**Dataset records:**

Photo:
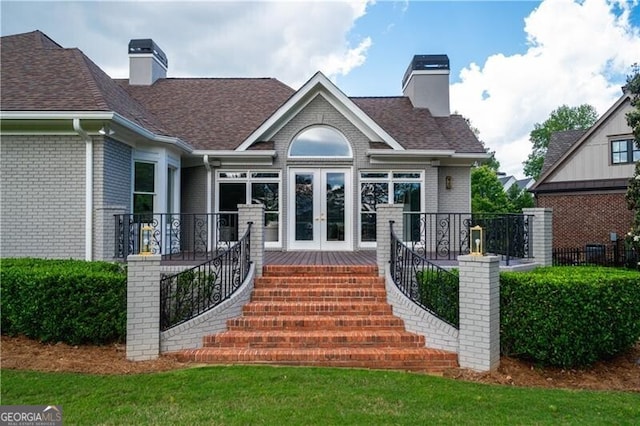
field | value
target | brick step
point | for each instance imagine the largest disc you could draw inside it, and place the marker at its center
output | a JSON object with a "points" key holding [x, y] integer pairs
{"points": [[319, 294], [316, 322], [352, 307], [415, 359], [319, 270], [314, 339], [320, 281]]}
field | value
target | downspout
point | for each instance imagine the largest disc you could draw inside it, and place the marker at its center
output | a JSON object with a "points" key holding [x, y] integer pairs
{"points": [[207, 166], [88, 207]]}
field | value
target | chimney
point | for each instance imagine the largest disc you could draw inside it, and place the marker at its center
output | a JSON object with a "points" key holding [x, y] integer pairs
{"points": [[426, 83], [147, 62]]}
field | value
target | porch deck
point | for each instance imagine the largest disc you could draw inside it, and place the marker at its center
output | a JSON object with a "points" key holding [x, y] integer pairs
{"points": [[365, 257]]}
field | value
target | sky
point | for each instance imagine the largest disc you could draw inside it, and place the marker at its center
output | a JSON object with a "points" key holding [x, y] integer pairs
{"points": [[512, 62]]}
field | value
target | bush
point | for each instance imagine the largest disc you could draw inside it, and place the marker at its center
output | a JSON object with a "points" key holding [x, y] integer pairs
{"points": [[67, 301], [569, 317]]}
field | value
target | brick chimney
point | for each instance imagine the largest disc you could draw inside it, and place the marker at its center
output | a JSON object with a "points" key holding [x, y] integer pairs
{"points": [[426, 83], [147, 62]]}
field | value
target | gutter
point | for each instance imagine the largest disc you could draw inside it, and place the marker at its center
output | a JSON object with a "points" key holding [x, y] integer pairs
{"points": [[88, 203]]}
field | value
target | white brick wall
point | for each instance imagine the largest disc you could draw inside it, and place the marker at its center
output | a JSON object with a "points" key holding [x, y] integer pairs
{"points": [[143, 307], [43, 198], [479, 331]]}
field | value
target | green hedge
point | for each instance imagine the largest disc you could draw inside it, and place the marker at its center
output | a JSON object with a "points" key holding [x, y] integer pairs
{"points": [[568, 316], [63, 300]]}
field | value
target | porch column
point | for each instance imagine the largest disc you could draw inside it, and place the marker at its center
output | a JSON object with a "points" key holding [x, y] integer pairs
{"points": [[386, 213], [541, 237], [479, 331], [253, 213], [143, 307]]}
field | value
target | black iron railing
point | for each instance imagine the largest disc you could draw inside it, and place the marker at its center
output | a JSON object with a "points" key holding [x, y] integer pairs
{"points": [[176, 236], [445, 236], [185, 295], [429, 286], [613, 255]]}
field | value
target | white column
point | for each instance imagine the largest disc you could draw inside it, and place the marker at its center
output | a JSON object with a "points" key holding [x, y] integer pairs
{"points": [[143, 307], [479, 331]]}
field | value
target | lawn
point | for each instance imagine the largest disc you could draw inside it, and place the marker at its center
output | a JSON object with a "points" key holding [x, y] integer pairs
{"points": [[261, 395]]}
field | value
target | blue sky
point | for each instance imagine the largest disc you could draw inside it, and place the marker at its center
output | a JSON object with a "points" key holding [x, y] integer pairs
{"points": [[512, 62]]}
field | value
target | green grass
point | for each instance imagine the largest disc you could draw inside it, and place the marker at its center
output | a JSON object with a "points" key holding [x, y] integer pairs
{"points": [[241, 395]]}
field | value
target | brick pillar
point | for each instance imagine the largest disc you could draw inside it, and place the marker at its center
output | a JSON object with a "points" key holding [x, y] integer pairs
{"points": [[386, 213], [253, 213], [143, 307], [541, 238], [479, 332]]}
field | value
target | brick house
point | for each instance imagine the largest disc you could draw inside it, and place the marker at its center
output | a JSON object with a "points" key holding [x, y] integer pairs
{"points": [[83, 153], [584, 180]]}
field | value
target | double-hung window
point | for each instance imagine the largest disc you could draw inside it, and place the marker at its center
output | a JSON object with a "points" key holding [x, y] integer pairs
{"points": [[624, 151]]}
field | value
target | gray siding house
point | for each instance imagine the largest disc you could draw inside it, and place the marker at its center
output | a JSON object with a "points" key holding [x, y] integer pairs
{"points": [[85, 157]]}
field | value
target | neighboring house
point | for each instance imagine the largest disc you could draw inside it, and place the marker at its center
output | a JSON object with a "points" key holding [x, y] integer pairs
{"points": [[584, 179], [79, 147], [522, 184]]}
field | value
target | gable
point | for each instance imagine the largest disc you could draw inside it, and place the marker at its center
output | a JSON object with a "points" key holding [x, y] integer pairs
{"points": [[590, 157]]}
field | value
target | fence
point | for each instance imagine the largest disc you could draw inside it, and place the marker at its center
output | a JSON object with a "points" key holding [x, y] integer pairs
{"points": [[183, 236], [185, 295], [429, 286], [445, 236], [611, 255]]}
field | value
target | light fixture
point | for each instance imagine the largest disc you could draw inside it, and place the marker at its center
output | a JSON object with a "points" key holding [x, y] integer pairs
{"points": [[477, 240], [145, 239], [106, 131]]}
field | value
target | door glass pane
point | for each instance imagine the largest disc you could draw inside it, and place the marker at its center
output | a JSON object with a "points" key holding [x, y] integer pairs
{"points": [[304, 207], [335, 206], [371, 195], [232, 194], [408, 195]]}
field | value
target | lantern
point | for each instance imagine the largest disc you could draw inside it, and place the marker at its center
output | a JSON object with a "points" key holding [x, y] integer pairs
{"points": [[477, 241]]}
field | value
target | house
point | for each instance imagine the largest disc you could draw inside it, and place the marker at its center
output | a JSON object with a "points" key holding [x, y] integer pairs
{"points": [[584, 180], [84, 156]]}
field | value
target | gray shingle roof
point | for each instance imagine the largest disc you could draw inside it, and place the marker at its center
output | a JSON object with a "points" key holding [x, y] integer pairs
{"points": [[208, 113], [559, 143]]}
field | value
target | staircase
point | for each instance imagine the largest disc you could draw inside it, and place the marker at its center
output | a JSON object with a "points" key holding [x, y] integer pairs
{"points": [[320, 316]]}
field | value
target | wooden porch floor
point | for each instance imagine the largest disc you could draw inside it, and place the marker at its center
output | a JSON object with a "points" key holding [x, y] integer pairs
{"points": [[367, 257]]}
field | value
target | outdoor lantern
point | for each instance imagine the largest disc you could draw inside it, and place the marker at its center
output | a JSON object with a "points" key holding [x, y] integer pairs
{"points": [[145, 239], [477, 241]]}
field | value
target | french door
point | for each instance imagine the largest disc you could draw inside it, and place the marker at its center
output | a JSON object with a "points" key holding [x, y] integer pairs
{"points": [[320, 209]]}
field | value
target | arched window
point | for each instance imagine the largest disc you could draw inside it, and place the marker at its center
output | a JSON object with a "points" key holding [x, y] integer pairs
{"points": [[320, 141]]}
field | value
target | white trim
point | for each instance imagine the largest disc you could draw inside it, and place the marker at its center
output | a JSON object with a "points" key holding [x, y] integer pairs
{"points": [[88, 192], [319, 84]]}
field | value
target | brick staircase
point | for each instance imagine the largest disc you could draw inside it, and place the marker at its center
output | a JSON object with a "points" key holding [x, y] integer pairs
{"points": [[320, 316]]}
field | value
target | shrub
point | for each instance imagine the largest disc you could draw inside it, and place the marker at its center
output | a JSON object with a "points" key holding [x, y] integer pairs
{"points": [[64, 300], [568, 317]]}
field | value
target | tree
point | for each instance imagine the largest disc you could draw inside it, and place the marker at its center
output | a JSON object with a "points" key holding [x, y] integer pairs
{"points": [[487, 194], [633, 188], [561, 119], [519, 198]]}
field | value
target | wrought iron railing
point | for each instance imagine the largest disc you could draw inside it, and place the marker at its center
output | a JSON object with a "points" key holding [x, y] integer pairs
{"points": [[176, 236], [429, 286], [185, 295], [613, 255], [445, 236]]}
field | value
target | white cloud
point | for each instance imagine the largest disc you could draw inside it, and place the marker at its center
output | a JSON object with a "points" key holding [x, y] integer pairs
{"points": [[287, 39], [579, 52]]}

**Work to be completed:**
Copy out every line in the entries above that holds "column".

**Output below:**
target | porch column
target | white column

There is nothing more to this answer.